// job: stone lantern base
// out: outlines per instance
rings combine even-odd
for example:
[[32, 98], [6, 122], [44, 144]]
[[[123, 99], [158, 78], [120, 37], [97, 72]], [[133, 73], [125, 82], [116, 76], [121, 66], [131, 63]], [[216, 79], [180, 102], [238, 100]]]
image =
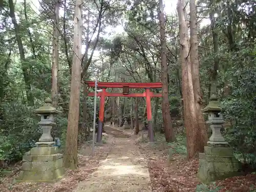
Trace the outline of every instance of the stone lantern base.
[[23, 161], [17, 182], [53, 182], [64, 175], [63, 155], [58, 147], [33, 147]]
[[240, 164], [231, 148], [205, 146], [199, 158], [197, 176], [204, 184], [238, 175]]

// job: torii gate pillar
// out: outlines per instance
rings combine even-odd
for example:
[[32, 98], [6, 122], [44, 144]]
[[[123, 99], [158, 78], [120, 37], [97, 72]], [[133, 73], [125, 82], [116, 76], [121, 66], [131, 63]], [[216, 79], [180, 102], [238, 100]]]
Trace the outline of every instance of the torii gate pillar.
[[100, 94], [100, 106], [99, 112], [99, 122], [98, 122], [98, 131], [97, 133], [97, 143], [101, 142], [101, 138], [102, 137], [103, 124], [104, 122], [104, 113], [105, 109], [105, 96], [106, 93], [106, 88], [101, 88], [102, 90]]
[[151, 111], [151, 99], [150, 88], [146, 88], [146, 117], [148, 127], [148, 139], [150, 142], [154, 142], [154, 133], [152, 126], [152, 112]]

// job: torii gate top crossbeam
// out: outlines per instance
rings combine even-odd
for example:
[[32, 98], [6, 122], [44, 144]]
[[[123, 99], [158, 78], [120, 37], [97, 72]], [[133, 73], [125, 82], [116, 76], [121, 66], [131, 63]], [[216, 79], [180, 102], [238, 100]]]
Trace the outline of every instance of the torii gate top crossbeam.
[[[95, 81], [86, 81], [89, 87], [94, 87]], [[98, 82], [99, 88], [122, 88], [129, 87], [129, 88], [162, 88], [162, 83], [157, 82]]]

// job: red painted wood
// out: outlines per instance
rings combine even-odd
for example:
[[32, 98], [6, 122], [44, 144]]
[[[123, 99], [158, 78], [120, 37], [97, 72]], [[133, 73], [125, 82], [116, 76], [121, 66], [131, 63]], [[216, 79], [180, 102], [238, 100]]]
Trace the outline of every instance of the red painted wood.
[[101, 97], [100, 100], [99, 112], [99, 120], [103, 122], [104, 120], [104, 110], [105, 108], [105, 95], [106, 90], [104, 88], [102, 89], [102, 91], [100, 92]]
[[[95, 81], [86, 81], [89, 87], [94, 87]], [[122, 88], [128, 86], [130, 88], [162, 88], [162, 83], [157, 82], [98, 82], [99, 88]]]
[[147, 121], [150, 121], [152, 120], [152, 112], [151, 111], [151, 100], [150, 96], [151, 92], [149, 89], [146, 89], [146, 116]]
[[[99, 92], [97, 94], [97, 96], [100, 97], [101, 92]], [[89, 97], [94, 97], [94, 92], [89, 92], [87, 95]], [[131, 93], [129, 95], [123, 95], [122, 93], [109, 93], [105, 92], [105, 97], [144, 97], [146, 96], [145, 93]], [[155, 93], [150, 92], [150, 97], [162, 97], [162, 93]]]

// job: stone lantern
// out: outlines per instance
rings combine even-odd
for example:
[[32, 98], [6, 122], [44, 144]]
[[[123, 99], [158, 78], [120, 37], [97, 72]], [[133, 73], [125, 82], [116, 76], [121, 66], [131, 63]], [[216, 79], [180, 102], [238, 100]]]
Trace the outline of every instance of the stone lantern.
[[50, 134], [53, 126], [56, 125], [53, 115], [59, 112], [47, 98], [44, 105], [34, 112], [41, 115], [38, 124], [41, 126], [42, 134], [36, 143], [36, 146], [23, 156], [22, 171], [17, 181], [54, 182], [64, 175], [63, 155], [59, 153], [57, 146], [54, 146], [55, 142]]
[[204, 147], [204, 153], [199, 153], [198, 178], [207, 184], [237, 175], [240, 163], [234, 157], [232, 149], [221, 135], [221, 129], [225, 121], [216, 95], [210, 97], [209, 104], [202, 111], [208, 114], [206, 123], [210, 125], [212, 134], [207, 142], [208, 146]]
[[52, 102], [51, 99], [48, 98], [45, 100], [45, 104], [42, 106], [34, 110], [34, 113], [41, 115], [41, 121], [38, 122], [38, 125], [41, 126], [42, 134], [38, 142], [35, 143], [38, 147], [51, 146], [55, 143], [51, 136], [51, 130], [53, 126], [56, 126], [54, 115], [60, 112], [52, 106]]
[[129, 126], [128, 124], [128, 122], [127, 121], [127, 118], [126, 117], [124, 117], [124, 122], [123, 123], [123, 126], [124, 129], [131, 129], [131, 127]]

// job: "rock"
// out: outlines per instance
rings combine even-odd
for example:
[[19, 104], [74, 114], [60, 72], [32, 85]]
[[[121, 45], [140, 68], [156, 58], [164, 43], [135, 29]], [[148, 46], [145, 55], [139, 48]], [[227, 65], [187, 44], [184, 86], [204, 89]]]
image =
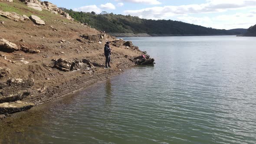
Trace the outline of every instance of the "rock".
########################################
Please lay out every line of the records above as a Markdown table with the columns "Row" and "Line", numbering the rows in order and skipping blank lines. Leave the pictures out of your answer.

# PROBLEM SOLUTION:
| Row | Line |
|---|---|
| 1 | // job: stone lantern base |
| 2 | // out: outlines per instance |
| 3 | rings combine even-odd |
| 4 | for example: |
| 5 | [[32, 98], [6, 122], [44, 144]] |
| 6 | [[[123, 99], [158, 78], [120, 37], [97, 72]], [[133, 73], [125, 82], [116, 76], [121, 66], [131, 63]], [[216, 79], [180, 102], [238, 100]]] |
| 7 | image = |
| 8 | Trace the outline of every instance of the stone lantern base. |
| 9 | [[23, 161], [17, 182], [53, 182], [64, 175], [63, 155], [58, 147], [33, 147]] |
| 10 | [[240, 164], [231, 148], [205, 146], [199, 158], [197, 176], [204, 184], [238, 175]] |
| 11 | // job: torii gate pillar |
| 12 | // out: outlines per instance |
| 13 | rings combine even-odd |
| 14 | for example: |
| 15 | [[32, 98], [6, 122], [44, 144]] |
| 16 | [[[123, 99], [158, 78], [120, 37], [97, 72]], [[133, 73], [125, 82], [116, 76], [121, 66], [131, 63]], [[216, 79], [180, 102], [238, 100]]] |
| 17 | Trace the outline of every instance of the torii gate pillar. |
| 18 | [[100, 94], [100, 106], [99, 112], [99, 122], [98, 122], [98, 131], [97, 133], [97, 143], [101, 142], [101, 138], [102, 137], [103, 124], [104, 122], [104, 113], [105, 109], [105, 96], [106, 93], [106, 88], [101, 88], [102, 90]] |
| 19 | [[151, 111], [151, 99], [150, 88], [146, 88], [146, 117], [148, 127], [148, 139], [150, 142], [154, 142], [154, 133], [152, 126], [152, 112]] |
| 20 | // job: torii gate top crossbeam |
| 21 | // out: outlines per instance |
| 22 | rings combine even-odd |
| 23 | for example: |
| 24 | [[32, 98], [6, 122], [44, 144]] |
| 25 | [[[123, 99], [158, 78], [120, 37], [97, 72]], [[133, 73], [125, 82], [116, 76], [121, 66], [131, 63]], [[216, 79], [180, 102], [238, 100]]] |
| 26 | Trace the outline of every instance of the torii gate top crossbeam. |
| 27 | [[[95, 81], [86, 81], [89, 87], [94, 87]], [[98, 82], [99, 88], [122, 88], [129, 87], [129, 88], [162, 88], [162, 83], [157, 82]]] |
| 28 | // job: red painted wood |
| 29 | // out: outlines per instance |
| 30 | rings combine even-odd |
| 31 | for example: |
| 32 | [[32, 98], [6, 122], [44, 144]] |
| 33 | [[[123, 99], [158, 78], [120, 37], [97, 72]], [[133, 73], [125, 82], [116, 76], [121, 66], [131, 63]], [[216, 79], [180, 102], [238, 100]]] |
| 34 | Trace the outline of every instance of the red painted wood. |
| 35 | [[101, 97], [100, 100], [99, 112], [99, 120], [103, 122], [104, 120], [104, 110], [105, 108], [105, 95], [106, 90], [104, 88], [102, 89], [102, 91], [100, 92]] |
| 36 | [[[95, 81], [86, 81], [89, 87], [94, 87]], [[122, 88], [128, 86], [130, 88], [162, 88], [162, 83], [157, 82], [98, 82], [99, 88]]] |
| 37 | [[147, 121], [150, 121], [152, 120], [152, 112], [151, 111], [151, 100], [150, 96], [151, 92], [149, 89], [146, 89], [146, 116]] |
| 38 | [[[99, 92], [97, 94], [97, 96], [100, 97], [101, 92]], [[89, 97], [94, 97], [94, 92], [89, 92], [87, 95]], [[131, 93], [129, 95], [123, 95], [122, 93], [109, 93], [105, 92], [105, 97], [144, 97], [146, 96], [145, 93]], [[155, 93], [150, 92], [150, 97], [162, 97], [162, 93]]] |
| 39 | // job: stone lantern |
| 40 | // out: outlines per instance |
| 41 | rings combine even-odd |
| 42 | for example: |
| 43 | [[32, 98], [6, 122], [44, 144]] |
| 44 | [[[123, 99], [158, 78], [120, 37], [97, 72]], [[133, 73], [125, 82], [116, 76], [121, 66], [131, 63]], [[216, 79], [180, 102], [238, 100]]] |
| 45 | Trace the outline of every instance of the stone lantern. |
| 46 | [[50, 134], [53, 126], [56, 125], [53, 115], [59, 112], [47, 98], [44, 105], [34, 112], [41, 115], [38, 124], [41, 126], [42, 134], [36, 143], [36, 146], [23, 156], [22, 171], [17, 181], [54, 182], [64, 175], [63, 155], [59, 153], [57, 146], [54, 146], [55, 142]] |
| 47 | [[204, 147], [204, 153], [199, 153], [198, 178], [207, 184], [237, 175], [240, 163], [234, 157], [232, 149], [221, 135], [221, 129], [225, 121], [216, 95], [210, 97], [209, 104], [202, 111], [208, 114], [206, 123], [210, 125], [212, 134], [207, 142], [208, 146]] |
| 48 | [[52, 102], [51, 99], [48, 98], [45, 100], [45, 104], [42, 106], [34, 110], [34, 113], [41, 115], [41, 121], [38, 122], [38, 125], [41, 126], [42, 134], [38, 142], [35, 143], [38, 147], [51, 146], [55, 143], [51, 136], [51, 130], [53, 126], [56, 126], [54, 115], [60, 112], [52, 106]] |
| 49 | [[129, 126], [128, 124], [128, 122], [127, 121], [127, 118], [126, 117], [124, 117], [124, 122], [123, 123], [123, 126], [124, 129], [131, 129], [131, 127]] |
| 50 | // job: "rock" |
| 51 | // out: outlines per instance |
| 52 | rings combine even-odd |
| 53 | for example: |
| 54 | [[19, 104], [74, 114], [60, 72], [32, 85]] |
| 55 | [[[121, 45], [140, 68], [156, 58], [164, 43], [135, 29]], [[148, 46], [145, 55], [139, 48]], [[227, 65], [187, 44], [184, 86], [204, 89]]] |
| 56 | image = |
| 57 | Trace the outline of every instance of the "rock". |